**TEXT FOR ANALYSIS**:
_ _ _

Attenuation, HF roll-off AND the crossing over can all be done at the same time. To attenuate, place a cap in between the piezo and the 22 ohm resistor that is shunting across the unit, then if HF roll-off is desired, use a series resistor in this location too. Then the series crossover cap should be in front of the 22 ohm shunt.

Looking from the amp, first the series crossover cap, say 4 uF, then the 22 ohm shunt from hot to ground, then a series cap of about 0.15 uF for 6 dB attenuation, and then a series resistor of about 30-50 ohms to tame the very top end, then the piezo itself.

Most of the above information is credited to Jon Risch.

_ _ _

**DATASET RECORDS**:
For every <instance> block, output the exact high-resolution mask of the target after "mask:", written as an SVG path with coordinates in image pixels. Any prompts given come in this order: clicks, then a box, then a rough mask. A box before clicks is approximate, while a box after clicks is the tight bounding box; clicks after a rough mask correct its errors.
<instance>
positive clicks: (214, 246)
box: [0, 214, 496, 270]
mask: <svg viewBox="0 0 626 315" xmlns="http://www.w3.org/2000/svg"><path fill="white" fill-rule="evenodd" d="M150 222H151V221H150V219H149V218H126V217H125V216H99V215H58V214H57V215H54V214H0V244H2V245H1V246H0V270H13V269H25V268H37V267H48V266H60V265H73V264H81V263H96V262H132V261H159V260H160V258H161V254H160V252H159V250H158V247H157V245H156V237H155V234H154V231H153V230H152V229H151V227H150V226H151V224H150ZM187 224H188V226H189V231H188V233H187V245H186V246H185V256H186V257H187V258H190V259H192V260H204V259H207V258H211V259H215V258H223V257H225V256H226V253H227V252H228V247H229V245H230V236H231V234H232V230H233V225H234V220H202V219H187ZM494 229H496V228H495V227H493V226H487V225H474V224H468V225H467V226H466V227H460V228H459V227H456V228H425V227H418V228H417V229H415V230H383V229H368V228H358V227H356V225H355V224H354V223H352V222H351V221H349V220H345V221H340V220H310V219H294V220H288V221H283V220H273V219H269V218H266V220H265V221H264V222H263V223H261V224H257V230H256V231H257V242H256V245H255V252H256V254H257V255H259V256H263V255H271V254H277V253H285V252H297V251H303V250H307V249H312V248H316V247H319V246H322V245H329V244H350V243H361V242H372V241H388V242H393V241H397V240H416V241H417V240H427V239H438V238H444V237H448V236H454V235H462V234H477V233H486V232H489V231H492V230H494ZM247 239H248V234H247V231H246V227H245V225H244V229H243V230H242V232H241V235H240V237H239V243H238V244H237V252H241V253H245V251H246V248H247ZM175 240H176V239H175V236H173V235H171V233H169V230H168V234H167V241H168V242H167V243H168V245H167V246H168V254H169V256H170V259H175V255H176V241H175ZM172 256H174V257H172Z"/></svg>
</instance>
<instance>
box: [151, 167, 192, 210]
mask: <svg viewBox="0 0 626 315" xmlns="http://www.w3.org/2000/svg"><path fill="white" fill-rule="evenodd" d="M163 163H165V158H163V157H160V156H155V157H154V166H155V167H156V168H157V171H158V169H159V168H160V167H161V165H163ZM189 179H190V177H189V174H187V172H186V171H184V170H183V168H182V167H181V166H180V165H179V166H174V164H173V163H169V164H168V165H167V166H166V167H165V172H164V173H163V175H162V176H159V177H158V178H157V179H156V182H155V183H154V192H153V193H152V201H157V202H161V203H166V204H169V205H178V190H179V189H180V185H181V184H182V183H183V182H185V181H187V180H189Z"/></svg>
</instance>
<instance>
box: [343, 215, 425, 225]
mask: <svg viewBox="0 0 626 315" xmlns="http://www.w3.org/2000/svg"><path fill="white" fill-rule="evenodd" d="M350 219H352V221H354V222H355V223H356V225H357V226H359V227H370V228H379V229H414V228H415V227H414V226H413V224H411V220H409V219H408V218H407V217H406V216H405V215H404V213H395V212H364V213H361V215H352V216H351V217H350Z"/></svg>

_ _ _

Going from the amp, list every part of the circuit that the piezo crossover text describes, with the value it gives for each part that has one. The rows are separate material with no connection to the piezo crossover text.

1. Series crossover cap, about 4 uF
2. 22 ohm shunt from hot to ground
3. Series cap, about 0.15 uF (for 6 dB attenuation)
4. Series resistor, about 30-50 ohms
5. The piezo itself